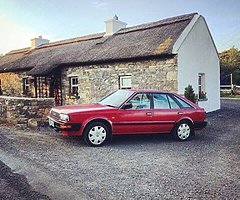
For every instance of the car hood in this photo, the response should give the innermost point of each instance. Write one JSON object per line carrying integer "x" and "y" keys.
{"x": 81, "y": 108}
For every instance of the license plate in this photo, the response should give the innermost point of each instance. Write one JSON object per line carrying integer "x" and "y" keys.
{"x": 51, "y": 122}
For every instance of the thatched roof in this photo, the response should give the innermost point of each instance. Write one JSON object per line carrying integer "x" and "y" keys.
{"x": 142, "y": 41}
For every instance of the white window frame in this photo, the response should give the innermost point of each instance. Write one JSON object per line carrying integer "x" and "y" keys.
{"x": 201, "y": 84}
{"x": 72, "y": 85}
{"x": 121, "y": 82}
{"x": 26, "y": 84}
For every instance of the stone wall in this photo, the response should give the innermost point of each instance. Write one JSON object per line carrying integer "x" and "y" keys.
{"x": 25, "y": 112}
{"x": 95, "y": 81}
{"x": 12, "y": 84}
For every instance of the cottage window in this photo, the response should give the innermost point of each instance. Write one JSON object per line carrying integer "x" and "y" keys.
{"x": 26, "y": 85}
{"x": 125, "y": 82}
{"x": 0, "y": 87}
{"x": 73, "y": 85}
{"x": 201, "y": 86}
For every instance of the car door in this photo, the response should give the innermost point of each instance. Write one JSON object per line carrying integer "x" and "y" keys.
{"x": 165, "y": 113}
{"x": 137, "y": 119}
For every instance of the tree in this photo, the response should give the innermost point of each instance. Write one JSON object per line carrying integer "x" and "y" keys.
{"x": 230, "y": 64}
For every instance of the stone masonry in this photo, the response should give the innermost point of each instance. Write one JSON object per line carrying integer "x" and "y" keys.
{"x": 25, "y": 112}
{"x": 96, "y": 81}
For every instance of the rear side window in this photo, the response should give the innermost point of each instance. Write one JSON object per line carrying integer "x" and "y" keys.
{"x": 181, "y": 103}
{"x": 173, "y": 103}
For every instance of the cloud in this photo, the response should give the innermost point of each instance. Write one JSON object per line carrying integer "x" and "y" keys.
{"x": 13, "y": 36}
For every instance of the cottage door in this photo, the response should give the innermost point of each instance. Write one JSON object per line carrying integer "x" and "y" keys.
{"x": 56, "y": 89}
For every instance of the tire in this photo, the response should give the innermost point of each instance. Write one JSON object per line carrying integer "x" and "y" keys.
{"x": 183, "y": 131}
{"x": 96, "y": 134}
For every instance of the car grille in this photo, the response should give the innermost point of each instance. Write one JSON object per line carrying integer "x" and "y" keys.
{"x": 54, "y": 114}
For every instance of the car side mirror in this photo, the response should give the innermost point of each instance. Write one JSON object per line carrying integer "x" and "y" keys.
{"x": 127, "y": 106}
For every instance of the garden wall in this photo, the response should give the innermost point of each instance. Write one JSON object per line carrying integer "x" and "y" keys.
{"x": 25, "y": 112}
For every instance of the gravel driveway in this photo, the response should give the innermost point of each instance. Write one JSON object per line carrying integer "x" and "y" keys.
{"x": 132, "y": 167}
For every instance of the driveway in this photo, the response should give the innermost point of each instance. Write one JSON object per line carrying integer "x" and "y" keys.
{"x": 132, "y": 167}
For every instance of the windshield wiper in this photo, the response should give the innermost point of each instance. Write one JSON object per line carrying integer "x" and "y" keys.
{"x": 110, "y": 105}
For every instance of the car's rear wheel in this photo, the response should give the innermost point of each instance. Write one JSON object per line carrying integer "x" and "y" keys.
{"x": 183, "y": 131}
{"x": 96, "y": 134}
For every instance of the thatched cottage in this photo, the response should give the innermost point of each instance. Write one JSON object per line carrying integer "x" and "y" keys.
{"x": 167, "y": 55}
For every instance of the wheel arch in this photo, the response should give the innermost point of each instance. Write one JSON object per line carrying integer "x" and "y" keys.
{"x": 102, "y": 120}
{"x": 189, "y": 120}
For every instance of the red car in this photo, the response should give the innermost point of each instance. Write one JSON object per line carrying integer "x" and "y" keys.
{"x": 129, "y": 112}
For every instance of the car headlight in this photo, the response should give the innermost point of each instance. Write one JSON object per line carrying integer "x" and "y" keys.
{"x": 64, "y": 117}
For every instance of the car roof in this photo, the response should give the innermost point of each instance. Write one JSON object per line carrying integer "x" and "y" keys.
{"x": 149, "y": 90}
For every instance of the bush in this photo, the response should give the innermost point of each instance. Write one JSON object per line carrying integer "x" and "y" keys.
{"x": 189, "y": 94}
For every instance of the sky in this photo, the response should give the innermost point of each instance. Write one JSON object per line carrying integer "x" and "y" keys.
{"x": 23, "y": 20}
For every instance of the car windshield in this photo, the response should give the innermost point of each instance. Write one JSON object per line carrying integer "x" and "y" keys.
{"x": 117, "y": 98}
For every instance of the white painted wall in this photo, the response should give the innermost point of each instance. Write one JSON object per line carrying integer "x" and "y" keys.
{"x": 197, "y": 54}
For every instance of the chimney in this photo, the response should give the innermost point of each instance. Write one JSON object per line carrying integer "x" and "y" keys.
{"x": 114, "y": 25}
{"x": 36, "y": 42}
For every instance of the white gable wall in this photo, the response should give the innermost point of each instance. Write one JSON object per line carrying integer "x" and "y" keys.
{"x": 197, "y": 54}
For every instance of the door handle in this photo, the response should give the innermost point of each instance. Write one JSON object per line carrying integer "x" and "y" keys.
{"x": 149, "y": 114}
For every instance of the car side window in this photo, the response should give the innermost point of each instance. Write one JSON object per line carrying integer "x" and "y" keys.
{"x": 182, "y": 103}
{"x": 140, "y": 101}
{"x": 160, "y": 101}
{"x": 173, "y": 103}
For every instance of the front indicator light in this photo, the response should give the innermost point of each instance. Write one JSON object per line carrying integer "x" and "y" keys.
{"x": 65, "y": 126}
{"x": 64, "y": 117}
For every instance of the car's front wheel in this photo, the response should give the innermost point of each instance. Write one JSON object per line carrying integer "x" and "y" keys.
{"x": 96, "y": 134}
{"x": 183, "y": 131}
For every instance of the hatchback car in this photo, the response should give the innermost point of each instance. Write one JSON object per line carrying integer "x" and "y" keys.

○ ○ ○ ○ ○

**SOAL:** Ubah semua item di atas menjadi tabel Markdown berkolom "No" untuk nomor urut dan "Baris" untuk isi tiap baris, tanpa menyertakan baris kosong. Gambar tidak dimasukkan ke dalam tabel.

**JAWABAN:**
| No | Baris |
|---|---|
| 1 | For every instance of the car hood in this photo, the response should give the innermost point of each instance. Write one JSON object per line carrying integer "x" and "y" keys. |
| 2 | {"x": 81, "y": 108} |
| 3 | For every instance of the license plate in this photo, the response should give the innermost point of each instance. Write one JSON object per line carrying integer "x" and "y" keys. |
| 4 | {"x": 51, "y": 122} |
| 5 | For every instance of the thatched roof in this photo, the response should give the innermost point of each instance. Write one JSON object per line carrying integer "x" and "y" keys. |
| 6 | {"x": 142, "y": 41} |
| 7 | For every instance of the white window frame in this photo, the response should give the innermost point of each instance. Write one JSON object per line carrying integer "x" and "y" keys. |
| 8 | {"x": 201, "y": 84} |
| 9 | {"x": 72, "y": 85} |
| 10 | {"x": 121, "y": 82} |
| 11 | {"x": 26, "y": 84} |
| 12 | For every instance of the stone wall in this photo, the response should give the innermost point of each instance. Write one JSON object per line carrying integer "x" and "y" keys. |
| 13 | {"x": 25, "y": 112} |
| 14 | {"x": 95, "y": 81} |
| 15 | {"x": 12, "y": 84} |
| 16 | For every instance of the cottage window in this photo, the response should give the innermost point of each instance. Write one JSON object per line carrying integer "x" and "y" keys. |
| 17 | {"x": 26, "y": 85} |
| 18 | {"x": 125, "y": 82} |
| 19 | {"x": 0, "y": 87} |
| 20 | {"x": 73, "y": 85} |
| 21 | {"x": 201, "y": 86} |
| 22 | For every instance of the car door in this photo, the response should give the innermost point of each instance. Write one JSON object per line carrying integer "x" and "y" keys. |
| 23 | {"x": 165, "y": 113} |
| 24 | {"x": 137, "y": 119} |
| 25 | For every instance of the tree in this photo, the response should give the innermost point of each instance. Write one JSON object per line carrying integer "x" and "y" keys. |
| 26 | {"x": 230, "y": 64} |
| 27 | For every instance of the stone masonry in this photo, the response should give the innermost point of each instance. Write one JSON object per line carrying integer "x" and "y" keys. |
| 28 | {"x": 25, "y": 112} |
| 29 | {"x": 96, "y": 81} |
| 30 | For every instance of the rear side window in this photo, the response should give the innermost point of each instance. Write one JSON object per line carrying integer "x" and "y" keys. |
| 31 | {"x": 181, "y": 103} |
| 32 | {"x": 173, "y": 103} |
| 33 | For every instance of the cloud in this photo, the response should give the innermost point of each instance. Write one JSON object per line carrying integer "x" and "y" keys. |
| 34 | {"x": 13, "y": 36} |
| 35 | For every instance of the cottage door in this photo, the response should give the innermost point of each instance. Write one JSON object per line carrying integer "x" and "y" keys. |
| 36 | {"x": 56, "y": 89} |
| 37 | For every instance of the tire in this photo, the response should give the innermost point of each instance. Write one JSON object per line carrying integer "x" and "y" keys. |
| 38 | {"x": 183, "y": 131} |
| 39 | {"x": 96, "y": 134} |
| 40 | For every instance of the car grille in this photo, the response should give the innermost point of each instance. Write one JSON object per line carrying integer "x" and "y" keys. |
| 41 | {"x": 54, "y": 114} |
| 42 | For every instance of the car side mirror in this photo, the response should give the innermost point of each instance. Write one JSON object per line carrying integer "x" and "y" keys. |
| 43 | {"x": 127, "y": 106} |
| 44 | For every instance of the garden wall in this photo, the response should give the innermost point of each instance. Write one JSON object per line carrying integer "x" and "y" keys. |
| 45 | {"x": 25, "y": 112} |
| 46 | For every instance of the gravel driveway in this photo, the response should give the innermost point of each instance. Write one JSON object per line carrying integer "x" and "y" keys. |
| 47 | {"x": 132, "y": 167} |
| 48 | For every instance of the driveway in this photo, the response should give the innermost point of each instance. Write one JSON object per line carrying integer "x" and "y" keys. |
| 49 | {"x": 132, "y": 167} |
| 50 | For every instance of the windshield wiper in this photo, the response should give the innermost point of each instance. Write one JSON object per line carrying integer "x" and "y" keys. |
| 51 | {"x": 110, "y": 105} |
| 52 | For every instance of the car's rear wheel in this photo, the response should give the innermost point of each instance. Write one JSON object per line carrying integer "x" and "y" keys. |
| 53 | {"x": 183, "y": 131} |
| 54 | {"x": 96, "y": 134} |
| 55 | For every instance of the thatched cottage in this photo, the response should give the innermost point of each instance. Write one JSON object per line carrying integer "x" and "y" keys. |
| 56 | {"x": 167, "y": 55} |
| 57 | For every instance of the wheel arch in this photo, the response should give the innermost point of each instance. Write one JSON object per line carrying integer "x" and "y" keys. |
| 58 | {"x": 102, "y": 120} |
| 59 | {"x": 189, "y": 120} |
| 60 | For every instance of the red car in this photo, the response should give the innermost point of each instance. Write one JSON object per line carrying integer "x" and "y" keys. |
| 61 | {"x": 129, "y": 112} |
| 62 | For every instance of the car headlight in this photo, the response should give the innermost point of each instance. Write one JSON object per line carrying integer "x" and "y" keys. |
| 63 | {"x": 64, "y": 117} |
| 64 | For every instance of the car roof in this photo, the response should give the innermost point of each instance. Write one JSON object per line carrying integer "x" and "y" keys. |
| 65 | {"x": 149, "y": 90} |
| 66 | For every instance of the bush in this photo, the response should give the innermost point of each instance. Write one JSON object per line carrying integer "x" and "y" keys. |
| 67 | {"x": 189, "y": 94} |
| 68 | For every instance of the sky in this photo, the response should give the innermost point of each instance. Write one JSON object per line carrying integer "x" and "y" keys. |
| 69 | {"x": 23, "y": 20} |
| 70 | For every instance of the car windshield in this photo, the response should give the innermost point of each instance. Write one JSON object per line carrying integer "x" and "y" keys. |
| 71 | {"x": 117, "y": 98} |
| 72 | For every instance of the white painted wall in this photo, the response should give the innermost point of each instance. Write one JSON object per line carrying integer "x" and "y" keys. |
| 73 | {"x": 197, "y": 54} |
| 74 | For every instance of the chimney in this photo, the response should give the innermost point of each instance. Write one JSON object per line carrying integer "x" and "y" keys. |
| 75 | {"x": 114, "y": 25} |
| 76 | {"x": 36, "y": 42} |
| 77 | For every instance of the white gable wall in this photo, the response should give the innermost point of each instance. Write one JSON object per line carrying integer "x" and "y" keys. |
| 78 | {"x": 197, "y": 54} |
| 79 | For every instance of the door handle in this photo, the response should give the innermost point of each instance. Write one JSON object per line carrying integer "x" and "y" keys. |
| 80 | {"x": 149, "y": 114} |
| 81 | For every instance of the car side window in this photo, the response should give the innermost point of each instance. Write one JSON object per line carrying integer "x" and "y" keys. |
| 82 | {"x": 182, "y": 103} |
| 83 | {"x": 140, "y": 101} |
| 84 | {"x": 160, "y": 101} |
| 85 | {"x": 173, "y": 103} |
| 86 | For every instance of the front indicator light in this photo, the response should give the innermost point of each instance. Write one JSON object per line carrying integer "x" and "y" keys. |
| 87 | {"x": 65, "y": 126} |
| 88 | {"x": 64, "y": 117} |
| 89 | For every instance of the car's front wheel in this photo, the response should give the innermost point of each instance. Write one JSON object per line carrying integer "x" and "y" keys. |
| 90 | {"x": 96, "y": 134} |
| 91 | {"x": 183, "y": 131} |
| 92 | For every instance of the hatchback car in this photo, the response should give the innermost point of each instance. Write one JSON object per line carrying integer "x" and "y" keys. |